● **Written request 1**
In the pedal thread, which pedals does PdxMark ride?
● **Written request 2**
Return the passage of the pedal thread starting with "A second order" and going on through "the sole. Right?".

● **Source**
* * * * * * *
# Pedal/Cleat size - do small pedals really feel small?



## PdxMark (Feb 3, 2004)

The thread about shoe fit for long distance riding raised an interesting question for me. The conventional wisdom is that larger platform pedals reduce foot discomfort by distributing the pedal pressure over a larger area. That certainly seems reasonable, but I wonder of it's actually as true as it seems.

I ride Speedplay Frog pedals. The surface area of the top of the pedal is definitely small. On the other hand, the small top of the pedal engages a larger cleat that is quite thick and stiff. I would think that at an initial consideration the relevant area of comparison is the cleat surface, not the pedal surface area. As thick as a Frog cleat is I would think that any pressure imparted to a rider's foot from the pedal is distributed over the surface area of the cleat. If the cleat were thin enough to flex, the the pressure could be concentrated on the area of the pedal top. If the cleat doesn't flex, and I seriously doubt that a Frog cleat flexes, then the pressure area ought to be the whole of the cleat surface. Right? If that's so, the point of comparison ought to be cleat size rather than pedal size...

A second order of consideration is the stiffness of cycling shoes. The same flex/nonflex distribution of pressure ought to apply. If that's so, a cycling shoe that is stiff enough to not flex around a cleat ought to distribute the pressure from the pedal on a fairly broad area of the sole. Right? 

If there is localized pressure from smaller-area surfaces, how is that localized pressure being transmitted through rigid surfaces if those surfaces aren't flexing?


----------



## Scot_Gore (Jan 25, 2002)

You are getting at one of the basis's for my reply in that thread. I clicked over to the BeBop site and saw that the cleat is only slightly wider than than the two hole mounting screws for that particuliar pedal/cleat. I thought one possibilty of the problem that poster was experiencing was that the total platform (pedal and cleat) was not large enough and was triggering hot spots on Rando lenght rides. Which made me suggest that he put cleats with wider platforms into the mix. 

I also agree that if you are wearing a shoe with a very stiff sole that cleat size problably has very little impact. But a shoe that is walkable and has super stiff sole is a little like looking for a car that can pull your boat and get high MPG, hard to get both.
* * * * * * *
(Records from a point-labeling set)
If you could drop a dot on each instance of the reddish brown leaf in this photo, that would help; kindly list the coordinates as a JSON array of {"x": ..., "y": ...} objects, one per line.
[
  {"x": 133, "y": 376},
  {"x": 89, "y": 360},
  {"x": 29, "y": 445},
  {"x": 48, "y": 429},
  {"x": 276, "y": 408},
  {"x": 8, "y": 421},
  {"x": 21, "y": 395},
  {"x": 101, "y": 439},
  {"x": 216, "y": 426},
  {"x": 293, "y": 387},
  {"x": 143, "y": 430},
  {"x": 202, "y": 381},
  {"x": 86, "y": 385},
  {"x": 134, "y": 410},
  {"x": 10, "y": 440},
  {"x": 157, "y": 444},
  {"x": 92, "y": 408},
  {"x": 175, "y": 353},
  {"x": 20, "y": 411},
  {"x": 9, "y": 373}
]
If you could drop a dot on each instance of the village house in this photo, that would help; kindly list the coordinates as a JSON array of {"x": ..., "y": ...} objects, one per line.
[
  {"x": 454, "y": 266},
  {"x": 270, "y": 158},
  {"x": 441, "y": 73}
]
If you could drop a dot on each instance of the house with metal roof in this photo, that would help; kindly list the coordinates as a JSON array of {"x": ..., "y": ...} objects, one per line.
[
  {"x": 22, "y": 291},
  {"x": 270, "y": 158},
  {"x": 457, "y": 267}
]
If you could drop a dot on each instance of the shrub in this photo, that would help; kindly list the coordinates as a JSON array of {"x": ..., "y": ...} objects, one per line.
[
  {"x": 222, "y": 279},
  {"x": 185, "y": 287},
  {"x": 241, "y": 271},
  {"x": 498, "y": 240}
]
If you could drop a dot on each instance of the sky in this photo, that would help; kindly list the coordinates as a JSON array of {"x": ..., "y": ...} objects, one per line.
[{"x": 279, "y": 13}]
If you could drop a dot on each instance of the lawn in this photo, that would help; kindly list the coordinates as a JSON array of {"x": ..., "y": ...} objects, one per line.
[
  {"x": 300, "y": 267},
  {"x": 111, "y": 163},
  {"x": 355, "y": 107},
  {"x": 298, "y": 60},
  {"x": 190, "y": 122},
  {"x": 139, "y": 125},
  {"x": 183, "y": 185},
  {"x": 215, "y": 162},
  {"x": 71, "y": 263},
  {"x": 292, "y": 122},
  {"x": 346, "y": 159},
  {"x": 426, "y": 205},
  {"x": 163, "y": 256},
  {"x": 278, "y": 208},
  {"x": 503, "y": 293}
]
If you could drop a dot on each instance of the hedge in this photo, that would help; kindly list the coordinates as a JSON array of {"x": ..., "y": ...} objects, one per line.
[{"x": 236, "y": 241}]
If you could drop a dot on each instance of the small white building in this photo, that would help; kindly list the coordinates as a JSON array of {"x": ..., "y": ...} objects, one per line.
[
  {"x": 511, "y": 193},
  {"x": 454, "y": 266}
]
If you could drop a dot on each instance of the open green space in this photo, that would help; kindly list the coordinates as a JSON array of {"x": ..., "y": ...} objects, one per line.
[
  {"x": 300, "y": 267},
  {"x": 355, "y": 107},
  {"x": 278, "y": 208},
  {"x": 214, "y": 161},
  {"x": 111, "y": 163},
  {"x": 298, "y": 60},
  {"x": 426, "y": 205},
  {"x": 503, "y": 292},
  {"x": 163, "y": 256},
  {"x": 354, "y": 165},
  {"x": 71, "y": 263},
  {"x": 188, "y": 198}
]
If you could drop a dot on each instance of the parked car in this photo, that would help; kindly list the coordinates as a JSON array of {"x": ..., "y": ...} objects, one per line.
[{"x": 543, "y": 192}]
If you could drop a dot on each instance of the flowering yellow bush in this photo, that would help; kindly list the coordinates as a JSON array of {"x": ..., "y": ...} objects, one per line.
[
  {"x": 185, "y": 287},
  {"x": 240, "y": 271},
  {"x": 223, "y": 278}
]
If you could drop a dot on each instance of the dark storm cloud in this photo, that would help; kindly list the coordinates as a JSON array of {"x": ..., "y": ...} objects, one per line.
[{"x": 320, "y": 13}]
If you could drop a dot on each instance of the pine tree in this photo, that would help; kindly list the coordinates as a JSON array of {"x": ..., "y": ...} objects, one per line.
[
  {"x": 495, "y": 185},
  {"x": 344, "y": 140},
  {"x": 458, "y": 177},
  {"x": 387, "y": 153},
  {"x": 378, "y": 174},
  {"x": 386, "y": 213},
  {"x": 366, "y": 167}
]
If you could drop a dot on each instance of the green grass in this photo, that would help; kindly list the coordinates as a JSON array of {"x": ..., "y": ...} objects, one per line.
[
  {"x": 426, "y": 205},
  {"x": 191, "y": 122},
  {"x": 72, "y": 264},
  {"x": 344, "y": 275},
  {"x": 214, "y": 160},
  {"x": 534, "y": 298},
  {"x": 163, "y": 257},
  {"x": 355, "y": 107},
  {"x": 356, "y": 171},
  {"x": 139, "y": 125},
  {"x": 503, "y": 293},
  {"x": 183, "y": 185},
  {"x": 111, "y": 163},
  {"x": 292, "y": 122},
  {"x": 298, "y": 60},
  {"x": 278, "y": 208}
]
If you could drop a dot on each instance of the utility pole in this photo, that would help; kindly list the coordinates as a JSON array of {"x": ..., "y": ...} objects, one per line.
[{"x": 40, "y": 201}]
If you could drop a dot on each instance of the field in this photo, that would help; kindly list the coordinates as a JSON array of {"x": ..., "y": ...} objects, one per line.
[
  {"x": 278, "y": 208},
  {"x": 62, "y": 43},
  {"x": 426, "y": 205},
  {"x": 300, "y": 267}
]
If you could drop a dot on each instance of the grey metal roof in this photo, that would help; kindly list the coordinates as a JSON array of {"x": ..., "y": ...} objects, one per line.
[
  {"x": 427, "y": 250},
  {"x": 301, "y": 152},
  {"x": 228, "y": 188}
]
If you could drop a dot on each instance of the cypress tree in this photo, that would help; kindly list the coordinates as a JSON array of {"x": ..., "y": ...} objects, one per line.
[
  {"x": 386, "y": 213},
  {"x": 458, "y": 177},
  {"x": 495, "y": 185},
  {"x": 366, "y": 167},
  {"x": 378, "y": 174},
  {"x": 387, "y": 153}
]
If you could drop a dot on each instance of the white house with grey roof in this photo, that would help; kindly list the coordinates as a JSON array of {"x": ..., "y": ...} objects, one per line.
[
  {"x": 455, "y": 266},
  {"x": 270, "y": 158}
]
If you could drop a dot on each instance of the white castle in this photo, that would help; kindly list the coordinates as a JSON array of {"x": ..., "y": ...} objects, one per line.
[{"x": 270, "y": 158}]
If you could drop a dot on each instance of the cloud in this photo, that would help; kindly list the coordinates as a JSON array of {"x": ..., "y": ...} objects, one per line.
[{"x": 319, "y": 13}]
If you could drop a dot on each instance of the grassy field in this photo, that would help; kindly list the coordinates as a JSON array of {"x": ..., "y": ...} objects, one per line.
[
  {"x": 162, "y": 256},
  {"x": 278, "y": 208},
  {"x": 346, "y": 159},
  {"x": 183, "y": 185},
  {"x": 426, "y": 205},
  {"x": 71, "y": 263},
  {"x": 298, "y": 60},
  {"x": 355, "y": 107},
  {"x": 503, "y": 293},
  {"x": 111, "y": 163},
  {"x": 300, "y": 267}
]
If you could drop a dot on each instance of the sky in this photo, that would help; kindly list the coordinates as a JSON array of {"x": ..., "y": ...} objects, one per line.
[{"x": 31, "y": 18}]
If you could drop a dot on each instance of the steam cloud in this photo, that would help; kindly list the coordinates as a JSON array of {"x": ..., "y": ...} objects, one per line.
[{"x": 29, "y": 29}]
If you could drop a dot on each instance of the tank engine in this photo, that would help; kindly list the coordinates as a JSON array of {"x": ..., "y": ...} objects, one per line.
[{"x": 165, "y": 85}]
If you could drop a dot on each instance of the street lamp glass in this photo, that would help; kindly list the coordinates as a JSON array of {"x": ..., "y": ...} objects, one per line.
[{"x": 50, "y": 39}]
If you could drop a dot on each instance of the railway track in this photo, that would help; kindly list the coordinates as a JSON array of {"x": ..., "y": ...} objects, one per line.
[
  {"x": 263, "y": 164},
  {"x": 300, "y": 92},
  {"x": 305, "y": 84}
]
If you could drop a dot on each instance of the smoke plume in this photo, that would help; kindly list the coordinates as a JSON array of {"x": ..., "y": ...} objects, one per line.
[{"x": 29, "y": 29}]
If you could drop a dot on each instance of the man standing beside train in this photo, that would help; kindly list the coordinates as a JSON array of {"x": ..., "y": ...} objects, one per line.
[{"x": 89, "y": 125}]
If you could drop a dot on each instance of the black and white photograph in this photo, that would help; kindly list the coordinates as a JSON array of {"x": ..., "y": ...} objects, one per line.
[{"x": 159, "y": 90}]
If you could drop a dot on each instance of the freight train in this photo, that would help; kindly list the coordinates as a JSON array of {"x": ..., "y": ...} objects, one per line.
* * * * * * *
● **Finished answer 1**
Speedplay Frog pedals.

● **Finished answer 2**
A second order of consideration is the stiffness of cycling shoes. The same flex/nonflex distribution of pressure ought to apply. If that's so, a cycling shoe that is stiff enough to not flex around a cleat ought to distribute the pressure from the pedal on a fairly broad area of the sole. Right?